## Begin Stored data

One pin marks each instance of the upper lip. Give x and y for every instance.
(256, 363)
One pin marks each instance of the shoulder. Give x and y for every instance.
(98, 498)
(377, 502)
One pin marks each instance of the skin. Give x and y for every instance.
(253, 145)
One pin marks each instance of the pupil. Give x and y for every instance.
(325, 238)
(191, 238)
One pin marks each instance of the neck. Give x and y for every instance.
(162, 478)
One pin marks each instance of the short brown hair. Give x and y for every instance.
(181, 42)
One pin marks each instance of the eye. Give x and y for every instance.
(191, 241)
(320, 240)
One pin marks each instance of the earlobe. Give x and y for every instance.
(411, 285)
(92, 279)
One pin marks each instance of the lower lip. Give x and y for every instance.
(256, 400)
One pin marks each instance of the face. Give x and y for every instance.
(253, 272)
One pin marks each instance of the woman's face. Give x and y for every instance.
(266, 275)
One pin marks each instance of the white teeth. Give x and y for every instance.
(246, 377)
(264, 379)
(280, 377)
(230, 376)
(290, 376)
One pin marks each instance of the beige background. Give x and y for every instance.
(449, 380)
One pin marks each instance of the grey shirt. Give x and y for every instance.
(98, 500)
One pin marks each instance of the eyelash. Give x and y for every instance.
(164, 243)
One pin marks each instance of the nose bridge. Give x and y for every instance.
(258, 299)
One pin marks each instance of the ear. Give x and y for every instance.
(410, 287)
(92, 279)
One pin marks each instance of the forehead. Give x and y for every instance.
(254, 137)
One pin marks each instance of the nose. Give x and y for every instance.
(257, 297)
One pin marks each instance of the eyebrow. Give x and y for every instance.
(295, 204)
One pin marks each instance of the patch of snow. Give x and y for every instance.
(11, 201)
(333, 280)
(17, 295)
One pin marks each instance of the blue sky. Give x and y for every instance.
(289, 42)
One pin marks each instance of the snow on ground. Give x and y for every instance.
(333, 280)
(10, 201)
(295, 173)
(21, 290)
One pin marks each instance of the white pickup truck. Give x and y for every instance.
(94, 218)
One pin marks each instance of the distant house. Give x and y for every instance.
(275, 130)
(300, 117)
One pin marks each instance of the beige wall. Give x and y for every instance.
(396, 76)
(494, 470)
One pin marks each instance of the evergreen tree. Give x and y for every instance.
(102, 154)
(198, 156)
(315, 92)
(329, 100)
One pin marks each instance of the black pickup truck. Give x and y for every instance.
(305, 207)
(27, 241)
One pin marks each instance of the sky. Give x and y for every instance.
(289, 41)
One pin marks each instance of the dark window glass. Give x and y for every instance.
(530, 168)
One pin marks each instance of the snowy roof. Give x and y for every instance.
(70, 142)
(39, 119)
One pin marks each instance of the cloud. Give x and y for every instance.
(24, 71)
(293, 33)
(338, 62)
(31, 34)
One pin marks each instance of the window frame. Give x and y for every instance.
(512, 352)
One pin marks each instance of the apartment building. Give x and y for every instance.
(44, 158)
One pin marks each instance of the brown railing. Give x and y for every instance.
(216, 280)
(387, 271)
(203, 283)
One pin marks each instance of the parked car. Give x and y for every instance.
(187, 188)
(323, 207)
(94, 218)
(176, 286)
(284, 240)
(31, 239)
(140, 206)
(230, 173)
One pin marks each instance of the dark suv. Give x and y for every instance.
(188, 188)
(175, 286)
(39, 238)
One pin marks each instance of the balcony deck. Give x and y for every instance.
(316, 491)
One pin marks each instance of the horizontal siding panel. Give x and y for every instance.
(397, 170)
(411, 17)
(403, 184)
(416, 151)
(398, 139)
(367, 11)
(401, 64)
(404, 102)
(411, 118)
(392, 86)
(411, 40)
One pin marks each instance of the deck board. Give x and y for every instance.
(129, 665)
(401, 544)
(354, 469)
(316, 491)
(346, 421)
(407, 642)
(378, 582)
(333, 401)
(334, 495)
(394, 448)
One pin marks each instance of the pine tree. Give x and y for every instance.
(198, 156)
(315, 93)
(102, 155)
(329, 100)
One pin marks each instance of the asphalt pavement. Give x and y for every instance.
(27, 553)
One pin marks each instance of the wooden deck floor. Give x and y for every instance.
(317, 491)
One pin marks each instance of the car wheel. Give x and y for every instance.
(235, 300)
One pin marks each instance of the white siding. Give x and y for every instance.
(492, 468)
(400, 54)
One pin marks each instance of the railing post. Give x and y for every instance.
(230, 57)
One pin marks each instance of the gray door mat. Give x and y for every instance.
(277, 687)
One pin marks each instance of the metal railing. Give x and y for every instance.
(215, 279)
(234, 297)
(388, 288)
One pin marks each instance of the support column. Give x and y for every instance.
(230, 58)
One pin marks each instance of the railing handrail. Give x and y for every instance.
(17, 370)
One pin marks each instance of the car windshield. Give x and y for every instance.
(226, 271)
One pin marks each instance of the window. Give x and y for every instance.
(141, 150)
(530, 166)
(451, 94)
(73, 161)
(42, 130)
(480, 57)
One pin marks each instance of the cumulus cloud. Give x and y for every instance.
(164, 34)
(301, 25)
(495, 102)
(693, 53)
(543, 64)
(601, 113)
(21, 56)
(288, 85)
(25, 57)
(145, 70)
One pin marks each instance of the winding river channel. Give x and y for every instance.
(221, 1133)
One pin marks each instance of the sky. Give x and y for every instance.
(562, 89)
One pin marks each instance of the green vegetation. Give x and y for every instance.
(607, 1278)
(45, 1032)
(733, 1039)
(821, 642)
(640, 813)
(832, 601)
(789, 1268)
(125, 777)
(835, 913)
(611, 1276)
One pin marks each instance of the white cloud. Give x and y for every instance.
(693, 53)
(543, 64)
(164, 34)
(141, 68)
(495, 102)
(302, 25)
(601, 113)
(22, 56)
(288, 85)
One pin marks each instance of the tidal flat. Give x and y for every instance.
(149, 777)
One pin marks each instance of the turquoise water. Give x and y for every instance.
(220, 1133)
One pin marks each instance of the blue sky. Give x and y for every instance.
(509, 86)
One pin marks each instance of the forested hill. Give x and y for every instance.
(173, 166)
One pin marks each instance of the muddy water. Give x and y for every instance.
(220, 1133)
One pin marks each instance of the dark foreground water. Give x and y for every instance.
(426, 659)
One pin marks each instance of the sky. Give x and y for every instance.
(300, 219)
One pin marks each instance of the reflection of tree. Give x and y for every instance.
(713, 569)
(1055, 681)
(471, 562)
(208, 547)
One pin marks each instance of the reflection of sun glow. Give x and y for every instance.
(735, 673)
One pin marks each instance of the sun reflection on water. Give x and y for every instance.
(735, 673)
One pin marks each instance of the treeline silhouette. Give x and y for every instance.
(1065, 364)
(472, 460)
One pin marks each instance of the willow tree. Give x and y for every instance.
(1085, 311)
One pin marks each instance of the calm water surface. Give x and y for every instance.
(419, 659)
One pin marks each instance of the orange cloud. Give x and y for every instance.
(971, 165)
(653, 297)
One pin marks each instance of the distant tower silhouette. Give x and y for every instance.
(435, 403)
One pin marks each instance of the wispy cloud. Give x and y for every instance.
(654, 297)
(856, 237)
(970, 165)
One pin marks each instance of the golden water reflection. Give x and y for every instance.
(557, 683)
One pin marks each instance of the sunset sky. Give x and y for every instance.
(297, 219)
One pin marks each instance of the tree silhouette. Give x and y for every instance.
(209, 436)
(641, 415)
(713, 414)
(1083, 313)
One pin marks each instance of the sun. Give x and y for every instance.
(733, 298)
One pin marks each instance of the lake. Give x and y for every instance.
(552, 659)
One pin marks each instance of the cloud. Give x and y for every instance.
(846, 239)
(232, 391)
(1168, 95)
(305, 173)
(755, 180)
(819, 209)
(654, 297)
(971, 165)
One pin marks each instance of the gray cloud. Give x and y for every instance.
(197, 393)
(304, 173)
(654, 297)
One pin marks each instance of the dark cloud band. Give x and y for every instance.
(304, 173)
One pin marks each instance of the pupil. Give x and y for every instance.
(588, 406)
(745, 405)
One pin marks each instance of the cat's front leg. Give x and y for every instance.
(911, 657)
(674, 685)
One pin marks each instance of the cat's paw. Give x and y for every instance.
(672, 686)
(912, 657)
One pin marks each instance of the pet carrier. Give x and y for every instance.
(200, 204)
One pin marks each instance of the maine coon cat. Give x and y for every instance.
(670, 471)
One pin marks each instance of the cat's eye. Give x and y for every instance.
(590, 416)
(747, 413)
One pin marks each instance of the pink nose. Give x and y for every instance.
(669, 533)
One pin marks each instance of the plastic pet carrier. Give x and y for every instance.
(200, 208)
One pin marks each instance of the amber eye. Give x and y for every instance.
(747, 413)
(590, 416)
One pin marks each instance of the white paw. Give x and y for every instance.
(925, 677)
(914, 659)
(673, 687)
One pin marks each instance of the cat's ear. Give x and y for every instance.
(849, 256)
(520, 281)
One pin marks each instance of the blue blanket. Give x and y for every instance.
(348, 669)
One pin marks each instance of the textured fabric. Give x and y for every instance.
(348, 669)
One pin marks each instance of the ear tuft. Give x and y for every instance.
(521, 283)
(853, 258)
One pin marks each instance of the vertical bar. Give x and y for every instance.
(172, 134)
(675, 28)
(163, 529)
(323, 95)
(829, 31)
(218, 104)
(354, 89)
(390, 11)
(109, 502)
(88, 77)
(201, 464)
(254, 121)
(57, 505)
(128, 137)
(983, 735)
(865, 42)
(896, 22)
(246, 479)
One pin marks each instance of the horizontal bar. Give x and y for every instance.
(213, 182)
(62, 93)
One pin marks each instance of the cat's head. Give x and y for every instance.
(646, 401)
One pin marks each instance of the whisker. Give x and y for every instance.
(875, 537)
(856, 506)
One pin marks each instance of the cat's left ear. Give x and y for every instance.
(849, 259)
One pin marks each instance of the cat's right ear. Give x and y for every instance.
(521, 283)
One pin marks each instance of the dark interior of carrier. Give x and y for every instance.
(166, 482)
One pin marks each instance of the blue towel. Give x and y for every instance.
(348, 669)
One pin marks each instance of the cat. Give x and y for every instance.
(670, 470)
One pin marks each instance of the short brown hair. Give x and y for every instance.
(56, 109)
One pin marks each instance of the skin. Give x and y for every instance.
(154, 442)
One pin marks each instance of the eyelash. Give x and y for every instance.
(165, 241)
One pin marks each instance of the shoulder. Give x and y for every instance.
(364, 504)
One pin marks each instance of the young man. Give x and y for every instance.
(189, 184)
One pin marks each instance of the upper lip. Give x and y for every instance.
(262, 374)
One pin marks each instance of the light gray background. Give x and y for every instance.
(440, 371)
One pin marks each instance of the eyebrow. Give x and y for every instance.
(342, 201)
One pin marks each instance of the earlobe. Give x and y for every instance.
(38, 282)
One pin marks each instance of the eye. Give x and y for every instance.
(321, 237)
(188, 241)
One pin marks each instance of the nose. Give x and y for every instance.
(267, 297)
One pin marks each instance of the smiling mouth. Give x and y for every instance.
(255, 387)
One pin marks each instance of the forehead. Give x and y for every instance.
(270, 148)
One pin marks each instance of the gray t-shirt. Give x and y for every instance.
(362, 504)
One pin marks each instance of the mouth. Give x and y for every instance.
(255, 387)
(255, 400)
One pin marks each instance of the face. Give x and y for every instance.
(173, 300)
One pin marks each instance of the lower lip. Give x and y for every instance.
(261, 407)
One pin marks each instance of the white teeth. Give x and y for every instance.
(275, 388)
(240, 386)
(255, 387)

## End Stored data

* Job *
Copy out exactly the lines from the line with "One pin marks each instance of the cat's right" to the end of the listing, including both of those lines, and give nothing else.

* Worked solution *
One pin marks each instance of the cat's right ear. Give x and y for every instance.
(521, 283)
One pin marks each instance of the dark interior of carrier. Give x and y for every instance.
(166, 482)
One pin marks each instance of the blue towel. Give x and y for every instance.
(348, 669)
One pin marks each instance of the cat. Give x and y for every instance.
(670, 470)
One pin marks each instance of the short brown hair. Give x and y for every instance.
(56, 109)
One pin marks each instance of the skin. Give x and y for every instance.
(154, 442)
One pin marks each instance of the eyelash. Give x and y for every instance.
(165, 241)
One pin marks each instance of the shoulder. Give x and y for every instance.
(364, 504)
One pin marks each instance of the young man. Give x and y for every instance.
(189, 184)
One pin marks each instance of the upper lip. Give x and y for every instance.
(262, 374)
One pin marks each instance of the light gray background. Give x and y for every instance.
(440, 371)
One pin marks each instance of the eyebrow. Give x and y for every instance.
(342, 201)
One pin marks each instance of the earlobe. Give x and y for every instance.
(38, 282)
One pin marks each instance of the eye. Give x and y for every instance.
(321, 237)
(188, 241)
One pin marks each instance of the nose. Give x and y for every instance.
(267, 297)
One pin marks each instance of the smiling mouth. Give x and y for every instance.
(255, 387)
One pin marks each instance of the forehead. Give x and y for every instance.
(270, 148)
One pin marks each instance of the gray t-shirt. Give x and y for every instance.
(362, 504)
One pin marks each instance of the mouth. Give x and y for every instance.
(255, 387)
(255, 400)
One pin marks each instance of the face. Give x and y for every instance.
(173, 300)
One pin marks each instance of the lower lip. Give x and y for every instance.
(261, 407)
One pin marks each instance of the white teeth. Give x and y for every instance.
(275, 388)
(240, 386)
(255, 387)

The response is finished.